● Aim of the task
Format every line of the items below as a JSON list of strings, one string per line, with blank lines and the pictures left out.

● Data provided
··········

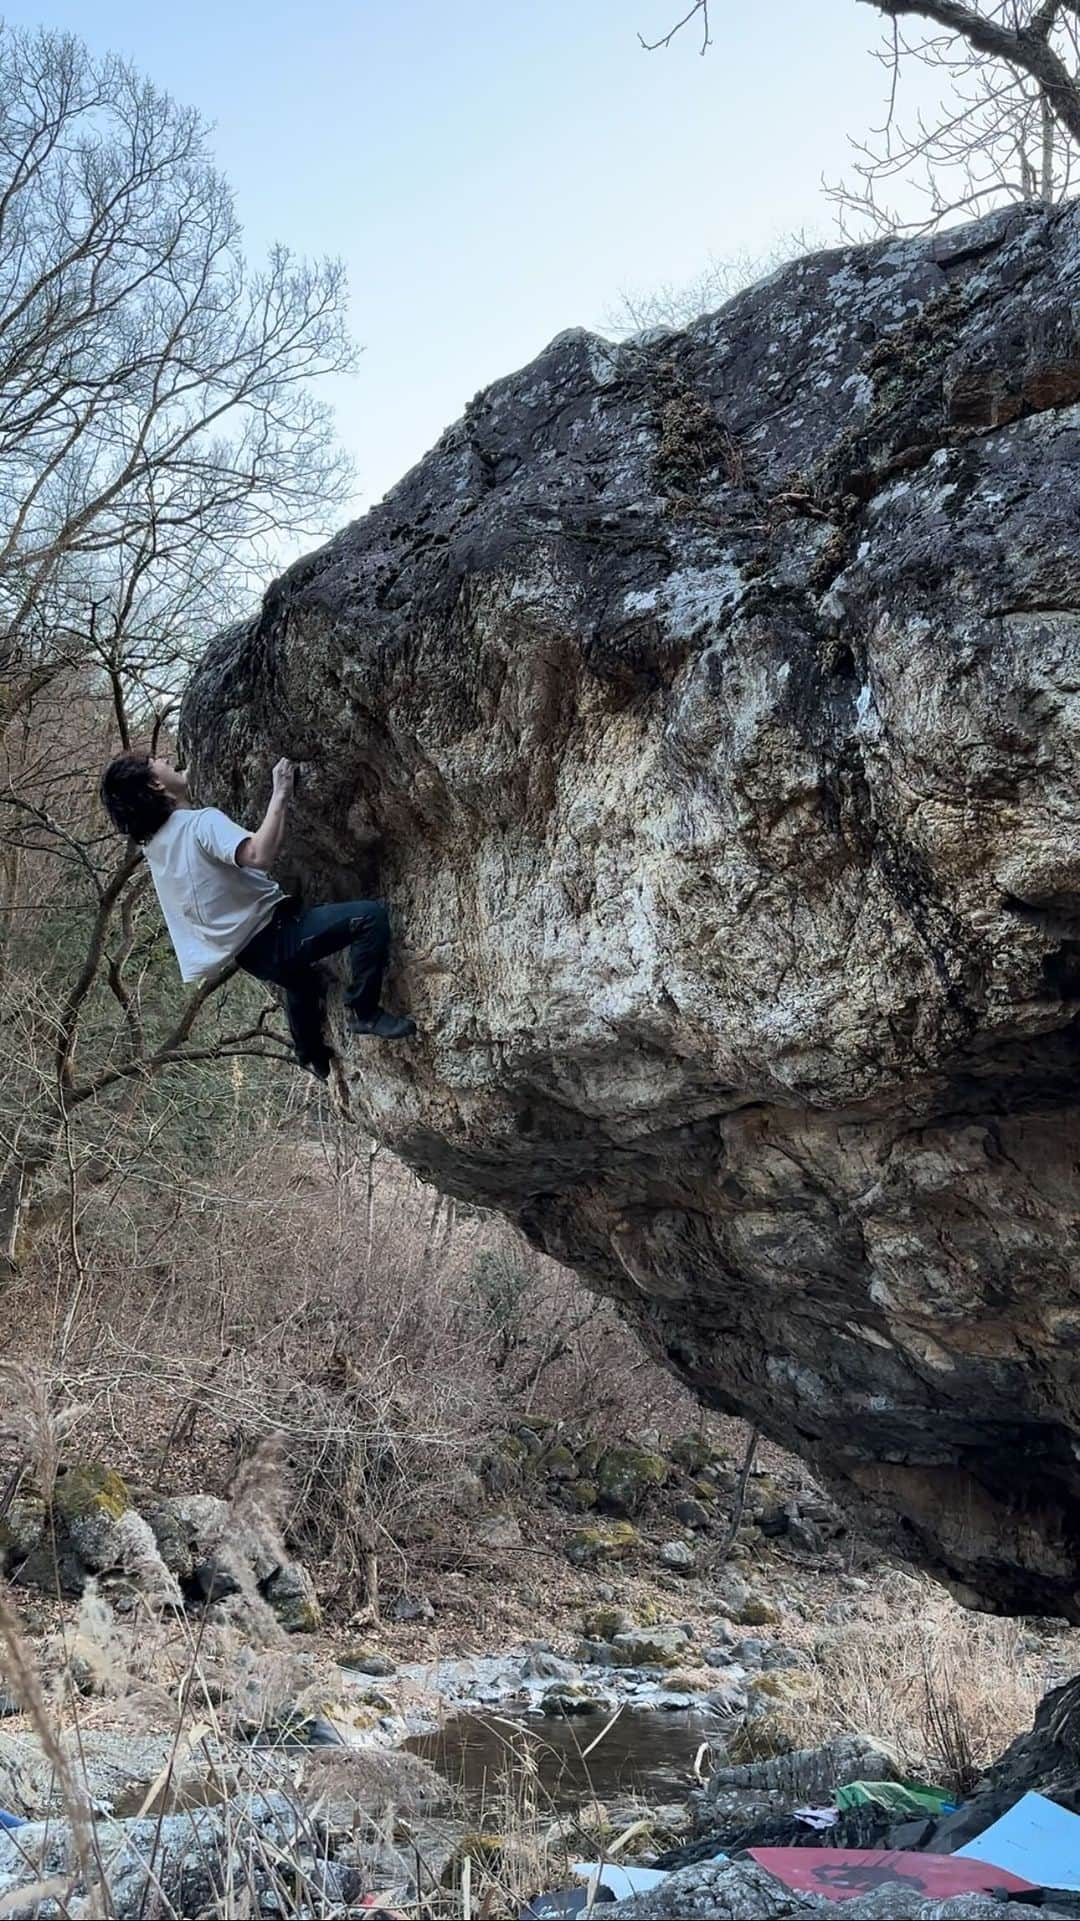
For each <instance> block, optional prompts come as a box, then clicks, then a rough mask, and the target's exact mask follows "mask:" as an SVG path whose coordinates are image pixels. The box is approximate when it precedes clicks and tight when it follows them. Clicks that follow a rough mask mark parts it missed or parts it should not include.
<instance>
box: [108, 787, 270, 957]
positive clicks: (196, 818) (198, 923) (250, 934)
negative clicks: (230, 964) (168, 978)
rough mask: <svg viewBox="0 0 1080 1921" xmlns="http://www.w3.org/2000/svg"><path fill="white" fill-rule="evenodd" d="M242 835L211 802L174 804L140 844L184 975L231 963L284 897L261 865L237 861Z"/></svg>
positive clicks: (231, 822) (226, 816)
mask: <svg viewBox="0 0 1080 1921" xmlns="http://www.w3.org/2000/svg"><path fill="white" fill-rule="evenodd" d="M246 839H248V828H238V826H236V822H234V820H231V818H229V815H223V813H221V811H219V809H217V807H177V809H175V811H173V813H171V815H169V818H167V820H165V824H163V826H160V828H158V832H156V834H154V836H152V838H150V839H148V841H146V845H144V849H142V853H144V855H146V861H148V864H150V872H152V876H154V888H156V893H158V899H160V903H161V912H163V916H165V926H167V930H169V939H171V941H173V947H175V949H177V960H179V962H181V978H183V980H202V978H204V976H206V974H213V972H215V970H217V968H221V966H225V964H227V962H229V960H233V955H238V953H240V947H246V943H248V941H250V939H252V937H254V936H256V934H258V932H259V928H265V924H267V920H269V918H271V914H273V911H275V907H277V905H279V901H284V893H282V891H281V888H279V886H277V880H271V878H269V874H263V872H261V868H258V866H236V847H238V845H240V841H246Z"/></svg>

··········

● Output for this task
[
  "For each <instance> block, optional prompts come as a box, then clicks, then a rough mask, and the target's exact mask follows \"mask:\" as an SVG path whose coordinates are image pixels. The box is approximate when it precedes clicks and tight when it follows them. Clicks that follow a rough mask mark parts it missed or parts it should not include.",
  "<instance>",
  "box: [108, 787, 270, 957]",
  "positive clicks: (196, 818) (198, 923) (250, 934)",
  "negative clicks: (230, 964) (168, 978)",
  "rough mask: <svg viewBox=\"0 0 1080 1921\" xmlns=\"http://www.w3.org/2000/svg\"><path fill=\"white\" fill-rule=\"evenodd\" d=\"M242 835L211 802L174 804L140 844L184 975L231 963L284 897L261 865L237 861Z\"/></svg>",
  "positive clicks: (231, 822) (226, 816)",
  "mask: <svg viewBox=\"0 0 1080 1921\" xmlns=\"http://www.w3.org/2000/svg\"><path fill=\"white\" fill-rule=\"evenodd\" d=\"M246 839H248V828H238V826H236V822H234V820H231V818H229V815H223V813H221V811H219V809H217V807H177V809H175V811H173V813H171V815H169V818H167V820H165V824H163V826H160V828H158V832H156V834H154V836H152V838H150V839H148V841H146V845H144V849H142V853H144V855H146V861H148V864H150V872H152V876H154V888H156V893H158V899H160V903H161V912H163V916H165V926H167V930H169V939H171V941H173V947H175V949H177V960H179V962H181V978H183V980H202V978H204V976H206V974H213V972H215V970H217V968H221V966H225V964H227V962H229V960H233V955H238V953H240V947H246V943H248V941H250V939H252V937H254V936H256V934H258V932H259V928H265V924H267V920H269V918H271V914H273V911H275V907H277V905H279V901H284V893H282V891H281V888H279V886H277V880H271V878H269V874H263V872H261V868H258V866H236V847H238V845H240V841H246Z\"/></svg>"
]